» The exercise
Can you reproduce every one of the lines below verbatim, character for character?

>>

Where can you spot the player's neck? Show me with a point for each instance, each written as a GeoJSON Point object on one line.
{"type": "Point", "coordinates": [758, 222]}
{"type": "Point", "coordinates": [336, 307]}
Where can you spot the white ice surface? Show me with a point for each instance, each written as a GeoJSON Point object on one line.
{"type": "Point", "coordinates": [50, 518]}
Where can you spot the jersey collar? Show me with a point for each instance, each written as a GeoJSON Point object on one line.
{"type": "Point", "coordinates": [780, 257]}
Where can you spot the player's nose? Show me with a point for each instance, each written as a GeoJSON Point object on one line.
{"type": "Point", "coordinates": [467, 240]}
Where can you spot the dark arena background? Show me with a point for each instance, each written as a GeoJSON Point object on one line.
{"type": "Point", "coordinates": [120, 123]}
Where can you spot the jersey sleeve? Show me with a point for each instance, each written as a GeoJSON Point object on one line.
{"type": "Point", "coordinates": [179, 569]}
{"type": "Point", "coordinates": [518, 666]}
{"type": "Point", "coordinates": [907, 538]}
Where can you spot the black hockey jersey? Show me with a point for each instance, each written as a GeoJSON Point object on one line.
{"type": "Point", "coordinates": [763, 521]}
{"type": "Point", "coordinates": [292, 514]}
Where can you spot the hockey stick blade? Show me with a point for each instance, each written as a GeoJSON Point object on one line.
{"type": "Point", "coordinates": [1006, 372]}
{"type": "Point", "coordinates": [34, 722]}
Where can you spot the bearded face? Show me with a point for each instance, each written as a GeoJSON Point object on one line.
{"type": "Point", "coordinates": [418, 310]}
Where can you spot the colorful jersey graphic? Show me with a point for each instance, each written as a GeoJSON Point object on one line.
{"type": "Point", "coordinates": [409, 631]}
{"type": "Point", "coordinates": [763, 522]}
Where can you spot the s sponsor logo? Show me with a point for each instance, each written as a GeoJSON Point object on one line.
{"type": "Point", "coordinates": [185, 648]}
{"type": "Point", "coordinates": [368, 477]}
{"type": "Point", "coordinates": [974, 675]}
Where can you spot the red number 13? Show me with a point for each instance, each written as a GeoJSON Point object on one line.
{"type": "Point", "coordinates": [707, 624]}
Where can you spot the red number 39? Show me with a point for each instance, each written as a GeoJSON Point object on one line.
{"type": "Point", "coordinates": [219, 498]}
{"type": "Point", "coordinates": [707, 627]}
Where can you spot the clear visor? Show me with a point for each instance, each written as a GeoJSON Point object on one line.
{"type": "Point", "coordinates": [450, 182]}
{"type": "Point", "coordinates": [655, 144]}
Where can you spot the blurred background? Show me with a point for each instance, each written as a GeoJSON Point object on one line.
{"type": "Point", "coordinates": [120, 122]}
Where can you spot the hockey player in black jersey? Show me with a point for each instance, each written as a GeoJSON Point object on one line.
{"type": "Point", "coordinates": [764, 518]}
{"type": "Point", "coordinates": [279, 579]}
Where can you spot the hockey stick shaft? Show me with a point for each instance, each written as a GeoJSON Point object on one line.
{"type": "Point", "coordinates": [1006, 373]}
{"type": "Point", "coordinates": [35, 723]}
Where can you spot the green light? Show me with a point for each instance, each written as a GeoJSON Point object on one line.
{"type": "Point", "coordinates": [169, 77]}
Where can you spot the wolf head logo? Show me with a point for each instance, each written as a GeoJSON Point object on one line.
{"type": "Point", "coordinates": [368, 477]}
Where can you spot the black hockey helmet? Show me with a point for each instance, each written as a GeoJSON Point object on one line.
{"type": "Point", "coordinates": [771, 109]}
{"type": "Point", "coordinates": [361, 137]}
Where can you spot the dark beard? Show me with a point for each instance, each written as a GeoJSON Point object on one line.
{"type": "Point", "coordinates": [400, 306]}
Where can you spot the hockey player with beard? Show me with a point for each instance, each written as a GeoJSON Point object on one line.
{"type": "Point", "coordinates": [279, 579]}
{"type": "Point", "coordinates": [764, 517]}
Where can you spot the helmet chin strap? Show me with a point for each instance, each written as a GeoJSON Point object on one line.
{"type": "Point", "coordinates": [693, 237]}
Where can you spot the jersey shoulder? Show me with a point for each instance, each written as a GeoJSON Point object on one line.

<<

» Written response
Where can you spot the player's neck? Show me with a point for each instance, each written as a GeoJSON Point object on one line.
{"type": "Point", "coordinates": [758, 222]}
{"type": "Point", "coordinates": [336, 307]}
Where can you spot the white ice surface? Show me with a point for each instance, each written as a GeoJSON Point object on one line.
{"type": "Point", "coordinates": [50, 518]}
Where can you spot the jersey collar? Show me with a point for each instance, each written as a GeoJSON Point object on one line.
{"type": "Point", "coordinates": [780, 257]}
Where can you spot the player's nose? Show me with a point for each instance, each written as a GeoJSON Point object on one line.
{"type": "Point", "coordinates": [467, 240]}
Where can you spot the dark arena background? Show me with a point for each instance, each written as a GeoJSON Point object on one line.
{"type": "Point", "coordinates": [120, 123]}
Where can you spot the jersey sleeve? Show me with a point for each instance, each written as a GeoJSON Point object on one line.
{"type": "Point", "coordinates": [179, 569]}
{"type": "Point", "coordinates": [518, 666]}
{"type": "Point", "coordinates": [907, 538]}
Where can you spot the black hockey jersey? Show me with a point for each instance, each written as a GeoJSON Point object on one line.
{"type": "Point", "coordinates": [763, 521]}
{"type": "Point", "coordinates": [292, 514]}
Where can you spot the hockey stick blade? Show me with a point for each instance, each written as a GeoJSON Point object on one line.
{"type": "Point", "coordinates": [1006, 372]}
{"type": "Point", "coordinates": [34, 722]}
Where can you spot the bearded face? Show me with a point for each instance, each written as a GeoJSON Point object on one line.
{"type": "Point", "coordinates": [418, 310]}
Where can you spot the colorful jersey graphic? Show me with a point for each instance, each written as a GeoJSON Point object on one line.
{"type": "Point", "coordinates": [409, 631]}
{"type": "Point", "coordinates": [763, 522]}
Where can you spot the s sponsor logo? Show me with a point for each instance, each written as a GeoJSON Point object on one line.
{"type": "Point", "coordinates": [185, 648]}
{"type": "Point", "coordinates": [368, 477]}
{"type": "Point", "coordinates": [974, 675]}
Where can you spot the red number 13? Show me with a point for each instance, each written as a GeoJSON Point object on one line.
{"type": "Point", "coordinates": [707, 624]}
Where can you spot the red number 39? Show me with a point for each instance, each written as a GeoJSON Point object on one line.
{"type": "Point", "coordinates": [219, 498]}
{"type": "Point", "coordinates": [707, 627]}
Where can you spot the clear visor? Show me with a point for each instance, each written as a GeoJSON Point object on one line.
{"type": "Point", "coordinates": [450, 182]}
{"type": "Point", "coordinates": [655, 144]}
Where can you spot the blurred background? Show me with a point for each instance, each written as a GeoJSON Point object on one line.
{"type": "Point", "coordinates": [120, 122]}
Where can you spot the hockey player in black jersey? Show me with a point for each instance, each written as a GeoJSON Point object on one line.
{"type": "Point", "coordinates": [764, 518]}
{"type": "Point", "coordinates": [279, 579]}
Where can you spot the hockey stick shaft? Show me with a point for each instance, each written as a GeoJSON Point object on one line.
{"type": "Point", "coordinates": [1006, 373]}
{"type": "Point", "coordinates": [35, 723]}
Where can you spot the green light? Show me with a point for each instance, each written as a GeoJSON Point object on one line.
{"type": "Point", "coordinates": [169, 77]}
Where can you spot the wolf head logo? Show me with a point for each instance, each written as a GeoJSON Point object on one line.
{"type": "Point", "coordinates": [368, 477]}
Where can you spot the black hockey helmet? Show me with a point for each instance, each written as a GeoJSON Point object on one line.
{"type": "Point", "coordinates": [771, 109]}
{"type": "Point", "coordinates": [361, 137]}
Where can you spot the dark beard? Show me with a point for each instance, each written as a GeoJSON Point object on one line.
{"type": "Point", "coordinates": [400, 306]}
Where can you spot the hockey player with beard? Show me with a point for each instance, each written as a GeoJSON Point object on one line.
{"type": "Point", "coordinates": [279, 579]}
{"type": "Point", "coordinates": [764, 517]}
Where can you spot the helmet chin strap? Show me with a point for each instance, each written as a GeoJSON Point object on one line.
{"type": "Point", "coordinates": [693, 237]}
Where can you spot the jersey shoulder? Show me with a point for each instance, each written as a GeoJSON Point object on one line.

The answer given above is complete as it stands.